## Extrait fourni
Quel est aujourd’hui l’état d’avancement du chantier ?

Alain Truphémus : Le chantier avance bien sur tous les fronts. Ce lot de génie civil comprend 25 ouvrages : quatre gares (Saint-Denis-Pleyel, La Courneuve-Six-Routes, Le Bourget RER et Le Blanc-Mesnil), la boîte (parois moulées et radier) de la gare Stade de France, quatre entonnements, et 16 ouvrages annexes. Les parois moulées sont terminées sur une quinzaine de ces 25 ouvrages.

Pascal Hamet : Nous avons réalisé environ 85 % des travaux de fondations spéciales. Il reste principalement deux ouvrages à terminer : les parois moulées de la gare Stade de France et le puits Agnès à Aubervilliers, d’où s’élancera le tunnelier de la ligne 15. Les travaux qui ont démarré fin septembre-début octobre s’achèveront au printemps 2020. Par ailleurs, un premier tunnelier a commencé à creuser, à la mi-octobre, entre le puits Braque, sur les terrains PSA à Aulnay-sous-Bois, et Le Blanc-Mesnil.

Quel est le calendrier du lot 16-1 ?

P. H. : Le marché d’Eiffage se termine en novembre 2023.

A. T. : Le lot attribué à Eiffage, qui englobe génie civil et systèmes (pose des voies ferrées, des caténaires, des passerelles le long des voies, etc.), ne représente pas l’ensemble de l’opération. Il restera encore quelques prestations à réaliser dans les tunnels — signalisation, tirage de câble, etc. — ainsi que tous les travaux de corps d’état secondaires pour l’aménagement des gares. Les quatre appels d’offres sont en cours avec un objectif d’attribution cette année et un démarrage des prestations dès cette année.

« Simplifier les interfaces en tunnel entre génie civil et systèmes »

Pourquoi avoir associé génie civil et systèmes ?

## Consigne 1
Recopiez le passage de l'extrait fourni compris entre « Alain Truphémus : Le » et « Aulnay-sous-Bois, et Le Blanc-Mesnil. », bornes incluses.
## Consigne 2
D'après l'extrait fourni, quelle part des travaux de fondations spéciales a été réalisée ?

## Données affichées

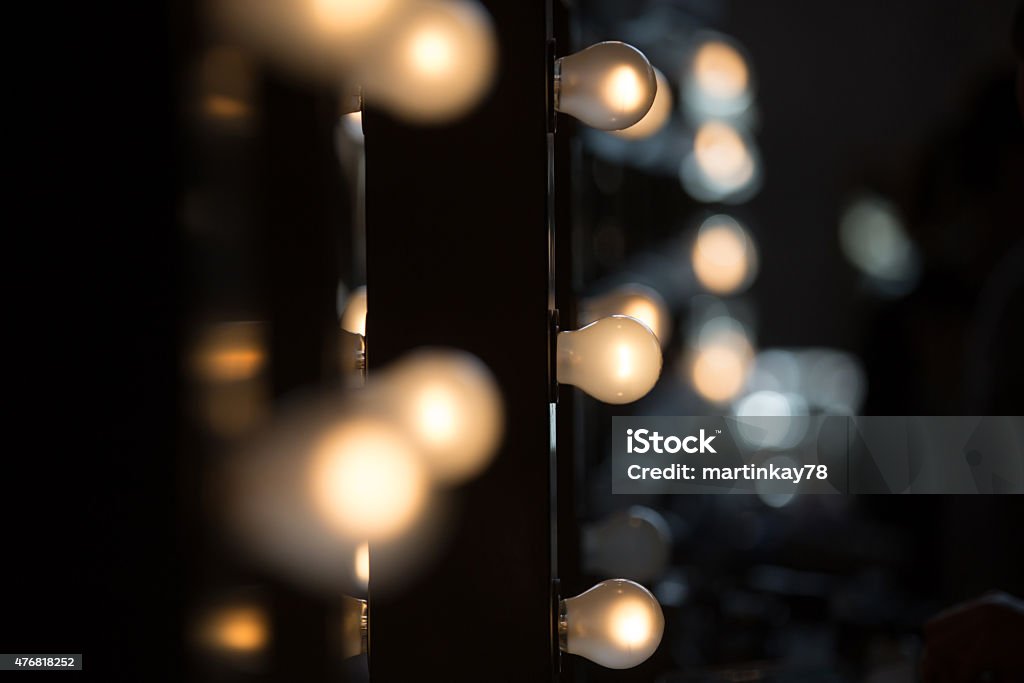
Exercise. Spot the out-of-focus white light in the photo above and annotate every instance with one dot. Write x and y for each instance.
(656, 117)
(637, 301)
(720, 359)
(724, 256)
(437, 62)
(718, 82)
(634, 544)
(771, 420)
(873, 239)
(723, 165)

## Résultat attendu 1
Alain Truphémus : Le chantier avance bien sur tous les fronts. Ce lot de génie civil comprend 25 ouvrages : quatre gares (Saint-Denis-Pleyel, La Courneuve-Six-Routes, Le Bourget RER et Le Blanc-Mesnil), la boîte (parois moulées et radier) de la gare Stade de France, quatre entonnements, et 16 ouvrages annexes. Les parois moulées sont terminées sur une quinzaine de ces 25 ouvrages.

Pascal Hamet : Nous avons réalisé environ 85 % des travaux de fondations spéciales. Il reste principalement deux ouvrages à terminer : les parois moulées de la gare Stade de France et le puits Agnès à Aubervilliers, d’où s’élancera le tunnelier de la ligne 15. Les travaux qui ont démarré fin septembre-début octobre s’achèveront au printemps 2020. Par ailleurs, un premier tunnelier a commencé à creuser, à la mi-octobre, entre le puits Braque, sur les terrains PSA à Aulnay-sous-Bois, et Le Blanc-Mesnil.

## Résultat attendu 2
Environ 85 %.